Text section:
On Fri, 2016-09-02 at 12:46 +0100, anshul makkar wrote:

Hey, Anshul,

Thanks for having a look at the patch!

> On 17/08/16 18:19, Dario Faggioli wrote:
>
> > --- a/xen/common/sched_credit2.c
> > +++ b/xen/common/sched_credit2.c
>
> > + * Basically, if a soft-affinity is defined, the work done by a
> > vcpu on a
> > + * runq to which it has higher degree of soft-affinity, is
> > considered
> > + * 'lighter' than the same work done by the same vcpu on a runq to
> > which it
> > + * has smaller degree of soft-affinity (degree of soft affinity is
> > <= 1). In
> > + * fact, if soft-affinity is used to achieve NUMA-aware
> > scheduling, the higher
> > + * the degree of soft-affinity of the vcpu to a runq, the greater
> > the probability
> > + * of accessing local memory, when running on such runq. And that
> > is certainly\
> > + * 'lighter' than having to fetch memory from remote NUMA nodes.
> Do we ensure that while defining soft-affinity for a vcpu, NUMA 
> architecture is considered. If not, then this whole calculation can
> go 
> wrong and have negative impact on performance.
> 
Defining soft-affinity after topology is what we do by default, just
not here in Xen: we do it in toolstack (in libxl, to be precise).

NUMA aware scheduling is indeed the most obvious use case for all this
--and, in fact that's why we configure things in such a way in higher
layers-- but the mechanism is, at the Xen level, flexible enough to be
used for any purpose that the user may find interesting.

> Degree of affinity to runq will give good result if the affinity to 
> pcpus has been chosen after due consideration ..

Challenge 1: Gather every line of the records that contains the string "instance", copying each one in full.
The email and the records come from separate, unrelated sources.

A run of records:
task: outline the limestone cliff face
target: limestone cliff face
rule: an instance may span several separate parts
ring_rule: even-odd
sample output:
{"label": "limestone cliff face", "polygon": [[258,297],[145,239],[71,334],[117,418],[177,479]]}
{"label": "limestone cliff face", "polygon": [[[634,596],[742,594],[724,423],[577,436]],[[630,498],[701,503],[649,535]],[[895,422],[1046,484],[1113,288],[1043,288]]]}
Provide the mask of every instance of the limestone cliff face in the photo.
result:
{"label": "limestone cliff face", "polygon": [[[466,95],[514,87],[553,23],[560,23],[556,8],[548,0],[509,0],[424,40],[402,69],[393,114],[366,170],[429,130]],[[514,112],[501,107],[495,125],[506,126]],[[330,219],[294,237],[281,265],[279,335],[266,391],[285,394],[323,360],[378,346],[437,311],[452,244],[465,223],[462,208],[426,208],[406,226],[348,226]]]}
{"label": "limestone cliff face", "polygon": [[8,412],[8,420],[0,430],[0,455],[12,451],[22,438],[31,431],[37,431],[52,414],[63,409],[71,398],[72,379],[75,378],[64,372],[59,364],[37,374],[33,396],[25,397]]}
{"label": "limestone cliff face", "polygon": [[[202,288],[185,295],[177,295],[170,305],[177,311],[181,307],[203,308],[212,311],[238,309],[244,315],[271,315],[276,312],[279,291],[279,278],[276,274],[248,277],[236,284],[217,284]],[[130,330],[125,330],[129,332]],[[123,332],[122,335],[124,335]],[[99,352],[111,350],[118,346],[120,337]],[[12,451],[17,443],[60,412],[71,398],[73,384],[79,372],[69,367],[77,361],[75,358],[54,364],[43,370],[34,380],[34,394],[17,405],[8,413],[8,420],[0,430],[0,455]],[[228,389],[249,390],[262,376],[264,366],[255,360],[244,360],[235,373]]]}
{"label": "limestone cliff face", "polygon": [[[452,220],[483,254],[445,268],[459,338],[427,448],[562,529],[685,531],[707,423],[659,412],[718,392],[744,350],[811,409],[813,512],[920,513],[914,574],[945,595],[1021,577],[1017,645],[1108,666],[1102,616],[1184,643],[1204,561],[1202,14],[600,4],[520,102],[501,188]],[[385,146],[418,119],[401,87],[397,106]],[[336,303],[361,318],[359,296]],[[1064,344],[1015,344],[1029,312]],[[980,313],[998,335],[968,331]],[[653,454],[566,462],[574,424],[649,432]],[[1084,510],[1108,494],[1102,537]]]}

Challenge 2: Rewrite the stretch of the email from "NUMA aware scheduling" through "due consideration ..", putting "adaptable" in place of "flexible".

Task response 1:
rule: an instance may span several separate parts
Provide the mask of every instance of the limestone cliff face in the photo.

Task response 2:
NUMA aware scheduling is indeed the most obvious use case for all this
--and, in fact that's why we configure things in such a way in higher
layers-- but the mechanism is, at the Xen level, adaptable enough to be
used for any purpose that the user may find interesting.

> Degree of affinity to runq will give good result if the affinity to 
> pcpus has been chosen after due consideration ..